ASSIGNMENT: Copy each entry verbatim, excluding its images.
==*==
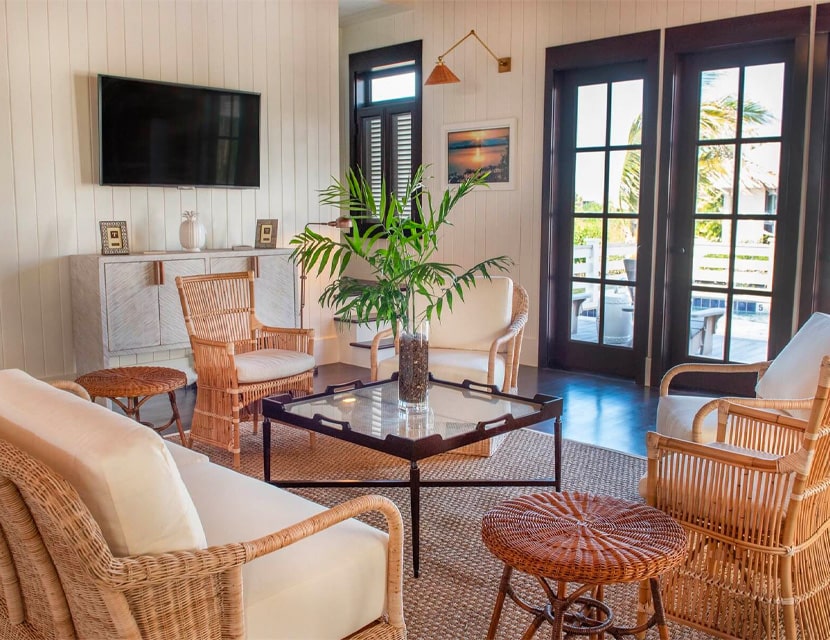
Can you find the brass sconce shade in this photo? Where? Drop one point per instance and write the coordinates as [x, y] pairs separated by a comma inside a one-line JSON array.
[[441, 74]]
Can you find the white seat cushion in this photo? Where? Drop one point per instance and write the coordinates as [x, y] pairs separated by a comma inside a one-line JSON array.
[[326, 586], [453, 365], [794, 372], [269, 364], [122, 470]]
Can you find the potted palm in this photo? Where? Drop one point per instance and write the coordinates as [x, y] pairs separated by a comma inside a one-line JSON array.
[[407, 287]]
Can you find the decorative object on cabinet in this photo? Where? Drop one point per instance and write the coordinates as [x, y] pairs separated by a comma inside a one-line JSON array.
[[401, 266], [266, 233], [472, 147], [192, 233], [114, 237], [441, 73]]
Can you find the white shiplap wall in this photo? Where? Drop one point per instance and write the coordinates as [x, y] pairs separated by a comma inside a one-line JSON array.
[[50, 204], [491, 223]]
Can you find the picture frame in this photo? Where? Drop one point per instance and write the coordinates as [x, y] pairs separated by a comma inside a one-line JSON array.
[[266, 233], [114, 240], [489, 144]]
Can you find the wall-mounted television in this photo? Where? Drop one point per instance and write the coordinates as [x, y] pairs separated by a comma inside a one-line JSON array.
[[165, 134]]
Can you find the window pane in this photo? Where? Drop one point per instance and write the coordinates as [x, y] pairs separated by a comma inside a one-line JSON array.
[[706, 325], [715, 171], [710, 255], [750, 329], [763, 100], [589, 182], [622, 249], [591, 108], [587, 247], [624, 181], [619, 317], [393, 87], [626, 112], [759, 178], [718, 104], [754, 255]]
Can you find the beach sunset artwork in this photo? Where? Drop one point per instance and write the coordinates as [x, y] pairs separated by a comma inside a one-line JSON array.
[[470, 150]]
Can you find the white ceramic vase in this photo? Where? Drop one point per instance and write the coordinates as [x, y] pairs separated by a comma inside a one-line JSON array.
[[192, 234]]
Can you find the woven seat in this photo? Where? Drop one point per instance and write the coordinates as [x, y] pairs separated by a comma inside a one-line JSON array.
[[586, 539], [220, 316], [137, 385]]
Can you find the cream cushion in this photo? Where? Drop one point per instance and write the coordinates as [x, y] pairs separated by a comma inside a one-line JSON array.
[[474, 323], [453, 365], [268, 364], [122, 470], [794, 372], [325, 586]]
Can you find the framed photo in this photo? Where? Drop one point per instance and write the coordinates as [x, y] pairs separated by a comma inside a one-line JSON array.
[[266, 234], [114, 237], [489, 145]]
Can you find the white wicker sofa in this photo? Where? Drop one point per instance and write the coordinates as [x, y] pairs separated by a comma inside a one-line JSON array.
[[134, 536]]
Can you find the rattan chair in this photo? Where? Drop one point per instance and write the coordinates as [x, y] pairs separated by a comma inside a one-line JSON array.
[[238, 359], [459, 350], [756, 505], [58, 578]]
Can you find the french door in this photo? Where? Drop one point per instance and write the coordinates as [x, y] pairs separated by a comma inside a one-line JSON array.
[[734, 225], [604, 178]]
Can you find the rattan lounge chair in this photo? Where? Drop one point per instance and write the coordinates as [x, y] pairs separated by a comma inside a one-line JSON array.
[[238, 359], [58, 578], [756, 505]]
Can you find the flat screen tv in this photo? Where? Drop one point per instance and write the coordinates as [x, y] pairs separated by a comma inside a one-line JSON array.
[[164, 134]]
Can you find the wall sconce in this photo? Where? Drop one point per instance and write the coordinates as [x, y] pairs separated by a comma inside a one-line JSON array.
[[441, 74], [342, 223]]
==*==
RESPONSE:
Can you find the brass sconce shade in this photo? Where? Drop one point per instance and write the coordinates as [x, y] pairs separated by a comma inside a one-line JSON array.
[[441, 74]]
Can you find the white seat cushion in this photo? Where? Drop one point per instance and write the coordinates as [x, y] pairs separated by a comma inside a one-line JSON array.
[[326, 586], [453, 365], [794, 372], [269, 364], [122, 470]]
Can you find the potted palm in this photo? Where? Drop one point per instance and write the coordinates as [x, y] pairs separated by a comma inside a one-line JSON array.
[[407, 287]]
Can you find the decorative object on cabinet in this photo? Where? Drop one point per instance and write the coordinates as [x, y] pairs separated by a comma inside a one-line JSON array.
[[401, 266], [266, 233], [472, 147], [192, 233], [114, 237], [441, 73]]
Can you find the white shiplap wall in this photo? Where? Drop one point per instance and write the coordinates as [x, y] pairs separated by a comma inside a one-line JSON array.
[[50, 204], [491, 223]]
Can you find the picture frame in this photo? Where? Drop one point per instance and write the coordinates as [x, y] pairs separated by a comma inside a one-line JSON array.
[[266, 233], [114, 240], [489, 144]]
Can you find the wall-mounted television in this photo? Where? Drop one point per instance and write the coordinates as [x, y] pairs separated by a comma inside a one-line JSON array.
[[165, 134]]
Can you find the window pane in this photo? Where? Drop one point per instance and write the coordinates as [x, y] pairs separated by a comma inside a one-line JSON array.
[[706, 325], [715, 171], [710, 255], [750, 329], [763, 100], [589, 182], [622, 249], [591, 108], [587, 247], [624, 181], [619, 317], [393, 87], [626, 112], [759, 178], [718, 104], [754, 255]]
Can you find the beach sunset artwork in this photo? Where? Drop one point per instance and write the coordinates as [x, y] pairs separated by a comma inside a one-line JSON array.
[[470, 150]]
Can you find the white ceramic vase in this photo? Where? Drop one point per instance and write the coordinates as [x, y] pairs separated by a comma inside a one-line JSON array.
[[192, 234]]
Can you find the woven seat in this photo? Where? Drop one point per instance and write the coordinates as [x, y] pairs separated by a comma inside a one-line JSON array.
[[586, 539], [220, 316], [137, 385]]
Can you find the cream cushion in this photo? Where? Drop one point per instance and write the coordinates as [x, y] pairs separated by a comma inside a one-line JSON array.
[[474, 323], [453, 365], [268, 364], [122, 470], [794, 372], [325, 586]]
Can you find the framed photo in this photo? Where? Drop one point per instance and write the coordinates as [x, y] pairs separated by a comma inside a one-line JSON array.
[[266, 234], [114, 237], [489, 145]]
Can you find the white wicker sofa in this photo? Where? Drop one point per instance and write the coordinates as [x, y] pairs separated by a comma inside a one-line JSON array.
[[134, 536]]
Can you find the rattan chair in this photo? Where? Drop one point per instance and write the coordinates as [x, y] pairs separated by a comma inside a one-line JSON array.
[[238, 359], [459, 350], [756, 505], [58, 578]]
Can you find the french door in this photo? Where? Drop one point per instance and write the coordinates as [x, y] pairs separated by a comma inside a one-line JSON array.
[[734, 225], [604, 178]]
Can you find the rattan lounge chair in this photo? Where? Drop one point per instance and write the coordinates as [x, y] pairs separated by a comma inside a one-line JSON array.
[[238, 359], [58, 578], [756, 505]]
Can you find the flat screen tv in this photo? Where? Drop one point per instance and write the coordinates as [x, y] pairs separated by a comma inside a one-line JSON array.
[[164, 134]]
Can you find the wall sconce in this photo? Where? Drop one point per instance and write the coordinates as [x, y] pairs separated by a comma inside a one-line JSON array.
[[441, 74], [342, 223]]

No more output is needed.